READING TEXT below:

1. A pseudocode outline of the program structure (divisions, sections, paragraphs).
2. The complete WORKING-STORAGE host variable declarations.
3. The cursor declaration.
4. The main processing loop with COMMIT logic.
5. The error-handling paragraph.

Expected outcome: A detailed, multi-page design document with production- quality COBOL code fragments totaling at least 80 lines.

Exercise 5.2 — Online Account Inquiry CICS-DB2 Transaction

Design a CICS-DB2 online transaction that allows a teller to enter an account number on a BMS map and receive the customer name, current balance, and last five transactions.

Provide:

1. The BMS map field definitions (symbolic names and attributes).
2. The COBOL PROCEDURE DIVISION logic using EXEC CICS and EXEC SQL statements.
3. The cursor for the last five transactions (use FETCH FIRST 5 ROWS ONLY or ORDER BY ... FETCH FIRST 5 ROWS ONLY).

End of READING TEXT.
SUPPLIED ENTRIES below:

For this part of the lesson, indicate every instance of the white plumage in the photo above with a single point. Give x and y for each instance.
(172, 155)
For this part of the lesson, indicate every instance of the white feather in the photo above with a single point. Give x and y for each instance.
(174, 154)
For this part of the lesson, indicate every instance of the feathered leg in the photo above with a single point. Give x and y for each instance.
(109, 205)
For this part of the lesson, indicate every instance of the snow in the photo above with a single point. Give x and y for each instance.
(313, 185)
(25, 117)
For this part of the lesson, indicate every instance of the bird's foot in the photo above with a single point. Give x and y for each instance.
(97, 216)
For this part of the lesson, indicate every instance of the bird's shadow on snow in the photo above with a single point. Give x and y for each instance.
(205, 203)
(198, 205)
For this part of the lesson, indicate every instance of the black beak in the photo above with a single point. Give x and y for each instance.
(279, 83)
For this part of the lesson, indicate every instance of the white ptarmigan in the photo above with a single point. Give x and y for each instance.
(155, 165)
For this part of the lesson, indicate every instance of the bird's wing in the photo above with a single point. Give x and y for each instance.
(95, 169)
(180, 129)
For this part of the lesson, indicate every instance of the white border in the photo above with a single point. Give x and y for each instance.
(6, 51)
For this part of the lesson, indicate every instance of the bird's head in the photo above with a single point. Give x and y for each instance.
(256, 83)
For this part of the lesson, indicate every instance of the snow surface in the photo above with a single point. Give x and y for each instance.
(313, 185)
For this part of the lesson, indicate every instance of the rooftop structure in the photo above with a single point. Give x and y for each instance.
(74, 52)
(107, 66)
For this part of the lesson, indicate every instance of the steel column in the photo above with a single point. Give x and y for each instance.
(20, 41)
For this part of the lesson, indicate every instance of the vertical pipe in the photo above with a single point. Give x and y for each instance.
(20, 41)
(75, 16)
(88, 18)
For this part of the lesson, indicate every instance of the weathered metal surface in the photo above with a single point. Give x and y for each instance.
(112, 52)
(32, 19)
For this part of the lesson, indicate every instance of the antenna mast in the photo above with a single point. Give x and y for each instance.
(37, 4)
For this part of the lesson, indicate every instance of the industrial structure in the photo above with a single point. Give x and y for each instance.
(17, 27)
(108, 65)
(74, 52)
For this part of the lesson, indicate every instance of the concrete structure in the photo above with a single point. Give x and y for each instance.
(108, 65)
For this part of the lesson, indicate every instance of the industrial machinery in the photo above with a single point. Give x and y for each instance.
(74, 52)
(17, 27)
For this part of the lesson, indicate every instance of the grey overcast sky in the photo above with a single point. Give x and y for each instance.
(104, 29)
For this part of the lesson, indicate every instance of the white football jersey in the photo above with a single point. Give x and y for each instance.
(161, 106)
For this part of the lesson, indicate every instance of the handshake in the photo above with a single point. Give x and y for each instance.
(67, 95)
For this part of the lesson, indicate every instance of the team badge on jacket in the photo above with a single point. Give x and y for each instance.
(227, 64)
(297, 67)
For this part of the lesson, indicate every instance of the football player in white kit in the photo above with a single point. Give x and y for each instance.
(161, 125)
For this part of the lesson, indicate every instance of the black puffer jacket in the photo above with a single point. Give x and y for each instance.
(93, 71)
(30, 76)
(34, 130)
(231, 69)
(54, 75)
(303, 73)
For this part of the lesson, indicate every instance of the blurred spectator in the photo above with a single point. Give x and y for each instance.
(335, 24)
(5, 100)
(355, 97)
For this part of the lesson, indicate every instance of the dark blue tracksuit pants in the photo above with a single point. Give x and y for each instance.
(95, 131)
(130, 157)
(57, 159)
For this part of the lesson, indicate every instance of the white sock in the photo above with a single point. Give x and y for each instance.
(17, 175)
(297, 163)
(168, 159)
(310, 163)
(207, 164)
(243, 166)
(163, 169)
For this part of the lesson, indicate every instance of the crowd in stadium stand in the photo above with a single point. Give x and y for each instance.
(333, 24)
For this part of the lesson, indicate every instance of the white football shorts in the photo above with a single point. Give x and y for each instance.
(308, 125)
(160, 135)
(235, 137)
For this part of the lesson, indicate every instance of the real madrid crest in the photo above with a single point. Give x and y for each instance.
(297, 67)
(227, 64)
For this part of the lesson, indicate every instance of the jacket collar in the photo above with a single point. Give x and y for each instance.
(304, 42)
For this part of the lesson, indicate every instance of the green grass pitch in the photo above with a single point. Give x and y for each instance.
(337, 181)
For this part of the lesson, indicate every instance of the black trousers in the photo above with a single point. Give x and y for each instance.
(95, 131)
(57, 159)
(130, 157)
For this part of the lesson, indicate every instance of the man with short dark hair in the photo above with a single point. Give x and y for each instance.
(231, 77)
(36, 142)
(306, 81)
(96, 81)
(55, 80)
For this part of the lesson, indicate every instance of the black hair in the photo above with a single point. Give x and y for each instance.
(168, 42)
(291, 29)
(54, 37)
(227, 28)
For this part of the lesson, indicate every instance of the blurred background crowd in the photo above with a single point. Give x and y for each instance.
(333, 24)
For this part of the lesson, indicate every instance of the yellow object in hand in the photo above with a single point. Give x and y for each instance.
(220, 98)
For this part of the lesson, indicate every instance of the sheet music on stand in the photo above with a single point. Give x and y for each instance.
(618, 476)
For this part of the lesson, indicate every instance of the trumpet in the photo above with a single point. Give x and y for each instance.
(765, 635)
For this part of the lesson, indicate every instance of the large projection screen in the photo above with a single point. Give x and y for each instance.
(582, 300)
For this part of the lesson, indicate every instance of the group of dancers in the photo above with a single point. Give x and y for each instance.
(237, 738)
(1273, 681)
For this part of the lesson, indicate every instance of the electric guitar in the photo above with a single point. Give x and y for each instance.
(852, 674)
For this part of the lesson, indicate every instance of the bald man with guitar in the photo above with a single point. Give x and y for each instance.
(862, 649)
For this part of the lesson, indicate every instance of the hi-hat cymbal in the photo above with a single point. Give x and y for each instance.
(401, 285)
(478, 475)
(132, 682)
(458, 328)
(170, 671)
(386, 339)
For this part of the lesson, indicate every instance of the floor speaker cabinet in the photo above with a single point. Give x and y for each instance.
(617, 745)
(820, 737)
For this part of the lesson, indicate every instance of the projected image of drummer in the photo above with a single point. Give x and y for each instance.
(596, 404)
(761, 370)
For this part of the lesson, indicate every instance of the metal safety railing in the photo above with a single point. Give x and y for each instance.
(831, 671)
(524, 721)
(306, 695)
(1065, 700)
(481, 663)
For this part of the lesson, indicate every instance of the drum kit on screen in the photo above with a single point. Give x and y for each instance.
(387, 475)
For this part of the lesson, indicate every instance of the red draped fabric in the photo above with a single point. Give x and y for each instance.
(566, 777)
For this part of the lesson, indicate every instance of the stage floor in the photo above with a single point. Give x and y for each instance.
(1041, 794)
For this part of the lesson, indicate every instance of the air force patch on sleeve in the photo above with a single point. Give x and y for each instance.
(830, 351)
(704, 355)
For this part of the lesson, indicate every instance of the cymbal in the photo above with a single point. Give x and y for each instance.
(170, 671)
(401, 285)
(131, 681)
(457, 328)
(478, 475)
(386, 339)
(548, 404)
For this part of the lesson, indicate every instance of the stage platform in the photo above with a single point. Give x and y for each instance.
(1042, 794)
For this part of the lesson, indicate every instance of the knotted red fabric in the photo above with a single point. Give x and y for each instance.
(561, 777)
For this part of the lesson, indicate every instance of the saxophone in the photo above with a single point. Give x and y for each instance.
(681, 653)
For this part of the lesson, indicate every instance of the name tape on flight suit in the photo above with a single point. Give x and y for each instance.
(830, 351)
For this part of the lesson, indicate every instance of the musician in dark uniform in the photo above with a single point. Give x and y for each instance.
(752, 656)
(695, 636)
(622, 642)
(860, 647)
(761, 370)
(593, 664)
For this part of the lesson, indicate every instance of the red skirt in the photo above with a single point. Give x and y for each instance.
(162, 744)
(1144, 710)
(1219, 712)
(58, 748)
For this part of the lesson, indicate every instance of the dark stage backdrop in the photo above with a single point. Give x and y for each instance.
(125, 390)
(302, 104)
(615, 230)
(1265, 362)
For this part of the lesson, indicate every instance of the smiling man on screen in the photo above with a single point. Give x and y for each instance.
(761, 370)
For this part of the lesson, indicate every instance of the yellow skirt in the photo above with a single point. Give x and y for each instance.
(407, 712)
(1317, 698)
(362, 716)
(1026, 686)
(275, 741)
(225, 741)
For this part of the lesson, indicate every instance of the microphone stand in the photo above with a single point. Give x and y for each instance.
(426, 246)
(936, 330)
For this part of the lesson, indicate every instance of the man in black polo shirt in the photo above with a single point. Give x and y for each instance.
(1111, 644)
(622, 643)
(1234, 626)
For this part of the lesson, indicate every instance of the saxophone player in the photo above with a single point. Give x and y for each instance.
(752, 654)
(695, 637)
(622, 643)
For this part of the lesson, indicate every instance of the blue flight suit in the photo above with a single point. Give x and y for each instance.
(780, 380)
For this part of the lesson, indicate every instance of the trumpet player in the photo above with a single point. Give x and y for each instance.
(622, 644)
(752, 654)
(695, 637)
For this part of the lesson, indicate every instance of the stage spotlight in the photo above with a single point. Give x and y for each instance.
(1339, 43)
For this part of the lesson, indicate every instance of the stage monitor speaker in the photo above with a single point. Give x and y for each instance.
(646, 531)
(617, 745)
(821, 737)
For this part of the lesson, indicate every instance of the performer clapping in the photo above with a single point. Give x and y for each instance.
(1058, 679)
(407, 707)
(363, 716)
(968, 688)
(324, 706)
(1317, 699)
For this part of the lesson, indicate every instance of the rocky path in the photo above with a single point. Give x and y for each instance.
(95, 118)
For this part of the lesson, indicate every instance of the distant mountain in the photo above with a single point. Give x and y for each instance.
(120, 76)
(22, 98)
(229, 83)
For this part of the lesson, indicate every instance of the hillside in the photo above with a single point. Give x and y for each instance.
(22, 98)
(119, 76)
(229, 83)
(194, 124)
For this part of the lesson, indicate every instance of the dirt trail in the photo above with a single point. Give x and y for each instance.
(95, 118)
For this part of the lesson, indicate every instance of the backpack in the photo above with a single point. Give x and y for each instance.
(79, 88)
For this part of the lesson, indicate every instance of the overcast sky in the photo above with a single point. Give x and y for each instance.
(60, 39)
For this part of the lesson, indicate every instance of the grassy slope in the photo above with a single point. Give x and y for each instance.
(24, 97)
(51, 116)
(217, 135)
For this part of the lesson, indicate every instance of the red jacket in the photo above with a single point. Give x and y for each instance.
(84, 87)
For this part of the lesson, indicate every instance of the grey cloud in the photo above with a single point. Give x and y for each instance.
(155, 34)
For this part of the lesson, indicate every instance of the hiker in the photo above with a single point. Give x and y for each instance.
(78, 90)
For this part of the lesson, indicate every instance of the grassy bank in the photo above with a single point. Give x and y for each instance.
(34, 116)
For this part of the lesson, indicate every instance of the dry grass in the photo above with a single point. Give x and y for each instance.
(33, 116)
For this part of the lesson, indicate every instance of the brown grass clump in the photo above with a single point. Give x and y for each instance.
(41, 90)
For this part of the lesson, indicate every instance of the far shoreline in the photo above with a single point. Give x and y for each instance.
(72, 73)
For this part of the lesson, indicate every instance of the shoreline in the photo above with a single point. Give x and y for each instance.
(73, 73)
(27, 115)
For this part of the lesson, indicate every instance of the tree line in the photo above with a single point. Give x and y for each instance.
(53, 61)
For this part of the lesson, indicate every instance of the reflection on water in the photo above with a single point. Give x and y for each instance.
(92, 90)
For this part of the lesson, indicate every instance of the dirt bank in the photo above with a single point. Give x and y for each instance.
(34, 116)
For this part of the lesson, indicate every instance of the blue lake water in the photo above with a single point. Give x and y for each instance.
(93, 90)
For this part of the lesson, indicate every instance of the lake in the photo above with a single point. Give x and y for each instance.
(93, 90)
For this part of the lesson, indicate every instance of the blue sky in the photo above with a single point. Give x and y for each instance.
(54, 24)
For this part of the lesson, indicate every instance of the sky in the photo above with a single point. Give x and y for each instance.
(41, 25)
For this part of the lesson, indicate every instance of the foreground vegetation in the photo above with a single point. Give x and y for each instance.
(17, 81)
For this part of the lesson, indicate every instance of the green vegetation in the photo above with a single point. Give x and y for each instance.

End of SUPPLIED ENTRIES.

**WHAT TO WORK ON**
A) In the COBOL exercise text, what is the minimum total length of COBOL code fragments in the expected outcome?
B) List the five numbered items that appear before the "Expected outcome" line in the COBOL exercise text.
C) Carry on writing the COBOL exercise text, starting after its last line.

**SET OF ANSWERS**
A) At least 80 lines.

B)
1. A pseudocode outline of the program structure (divisions, sections, paragraphs)
2. The complete WORKING-STORAGE host variable declarations
3. The cursor declaration
4. The main processing loop with COMMIT logic
5. The error-handling paragraph

C)
4. Error handling for both CICS and DB2 failures.

Expected outcome: A complete design with BMS map definitions, COBOL paragraphs covering RECEIVE MAP, SQL retrieval, SEND MAP, and error handling.

Hint: Use EXEC CICS HANDLE ABEND or EXEC CICS RESP for CICS error management alongside SQLCODE checks for DB2.

Exercise 5.3 — End-of-Day Reconciliation Program

A bank must reconcile its general ledger with the sum of all account balances at end of day. Design a COBOL-DB2 program that:

• Uses a cursor with WITH HOLD to sum balances by account type (checking, savings, loan) from the ACCOUNTS table.
• Reads the expected totals from a GENERAL_LEDGER table.
• Compares actual sums against expected totals.
• Writes discrepancies to a RECONCILIATION_EXCEPTIONS table.
• Produces a printed report of results.
• Uses REPEATABLE READ isolation to ensure consistent data.

Provide:

1. DDL for the RECONCILIATION_EXCEPTIONS table.
2. The aggregation cursor with GROUP BY and isolation level specification.
3. The comparison logic with tolerances (differences under $0.01 are ignored).
4. The exception INSERT statement.
5. The report layout and WRITE statements.

Expected outcome: A production-grade design with DDL, COBOL code fragments, and clear processing logic.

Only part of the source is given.